• _Exercise instructions_:
1: Answer these questions using the Gemalto press release, one answer per line, marked (a), (b) and (c) as the questions are:
(a) Which business does the SafeNet acquisition in 2015 belong to?
(b) Within what range is Gemalto's 2017 profit from operations expected to fall?
(c) Under which standards are the consolidated financial statements prepared?
2: Reproduce the section of the Gemalto press release that opens with the words containing "In addition to" and closes with "Platforms & Services (P&S).".
3: Write the next part of the Gemalto press release, picking up after its final sentence.

All figures presented in this press release are unaudited.

Amsterdam, October 28, 2016 at 12:00am - Gemalto (Euronext NL0000400653 - GTO), the world leader in digital security today announces its revenue for the third quarter of 2016.

Main segments Main activities Patents & Others

Third quarter 2016 (€ in millions)
Total Payment & Identity Mobile Embedded software & Products (E&P)
Platforms & Services (P&S)

Revenue 753 467 285 522 231 1
Year-on-year variation at constant exchange rates (1%) +1% (5%) (2%) 0% +2%

Year-on-year variation at historical exchange rates (2%)

Philippe Vallée, Chief Executive Officer, commented: "Gemalto's revenue was stable over the first nine months of 2016. In the third quarter, Enterprise and Government Programs posted moderate revenue increases while Machine-to-Machine's growth accelerated. Payment and SIM sales were in line with the Company's expectations for the quarter. Gemalto expects to increase its gross margin by +1.5 percentage point through an acceleration of revenue growth towards the end of the year. From the current planning processes, Gemalto's 2017 profit from operations is expected to be between €500 million and €520 million, which corresponds to an annual expansion of around +10% since 2013. This outlook reflects a very adverse mobile environment and slower than anticipated migration of payment cards in 2017. It also takes into account plans for increased investments to capture growth beyond 2017 in Mobile Platforms & Services, Enterprise and Government Programs. Gemalto's Platforms & Services revenue objective of €1 billion in 2017 remains unchanged."



Basis of preparation of financial information

Segment information

The Mobile segment reports on businesses associated with mobile cellular technologies including Machine-to-Machine, mobile secure elements (SIM, embedded secure element) and mobile Platforms & Services. The Payment & Identity segment reports on businesses associated with secure personal interactions including Payment, Government Programs and Enterprise. The SafeNet acquisition in 2015 is part of the Enterprise business.

In addition to this segment information the Company also reports revenues of Mobile and Payment & Identity by type of activity: Embedded software & Products (E&P) and Platforms & Services (P&S).

Historical exchange rates and constant currency figures

The Company sells its products and services in a very large number of countries and is commonly remunerated in currencies other than the Euro. Fluctuations in these other currencies exchange rates against the Euro have in particular a translation impact on the reported Euro value of the Company revenues. Comparisons at constant exchange rates aim at eliminating the effect of currencies translation movements on the analysis of the Group revenue by translating prior-year revenues at the same average exchange rate as applied in the current year. Revenue variations are at constant exchange rates and include the impact of currencies variation hedging program, except where otherwise noted. All other figures in this press release are at historical exchange rates, except where otherwise noted.

Adjusted income statement and profit from operations (PFO) non-GAAP measure

The consolidated financial statements are prepared in accordance with the International Financial Reporting Standards (IFRS).

• _Data lines_:
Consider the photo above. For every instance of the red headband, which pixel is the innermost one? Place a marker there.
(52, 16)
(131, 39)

• _Answers to the exercises_:
1:
(a) The Enterprise business.
(b) Between €500 million and €520 million.
(c) The International Financial Reporting Standards (IFRS).

2:
In addition to this segment information the Company also reports revenues of Mobile and Payment & Identity by type of activity: Embedded software & Products (E&P) and Platforms & Services (P&S).

3:
To better assess its past and future performance, the Company also prepares an adjusted income statement where the key metric used to evaluate the business and make operating decisions over the period 2010 to 2017 is the profit from operations (PFO).

PFO is a non-GAAP measure defined as IFRS operating profit adjusted for (i) the amortization and depreciation of intangibles resulting from acquisitions, (ii) restructuring and acquisition-related expenses, (iii) all equity-based compensation charges and associated costs; and (iv) fair value adjustments upon business acquisitions. These items are further explained as follows:

Amortization and depreciation of intangibles resulting from acquisitions are defined as the amortization and depreciation expenses related to the intangibles recognized as part of the allocation of the excess purchase consideration over the share of net assets acquired.
Restructuring and acquisitions-related expenses are defined as (i) restructuring expenses which are the costs incurred in connection with a restructuring as defined in accordance with the provisions of IAS 37 (e.g. sale or termination of a business, closure of a plant,.), and consequent costs; (ii) reorganization expenses defined as the costs incurred in connection with headcount reductions, consolidation of manufacturing and offices sites, as well as the rationalization and harmonization of the product and service portfolio and the integration of IT systems, consequent to a business combination; and (iii) transaction costs (such as fees paid as part of an acquisition process).
Equity-based compensation charges are defined as (i) the discount granted to employees acquiring Gemalto shares under Gemalto Employee Stock Purchase plans; (ii) the amortization of the fair value of stock options and restricted share units granted by the Board of Directors to employees; and the related costs.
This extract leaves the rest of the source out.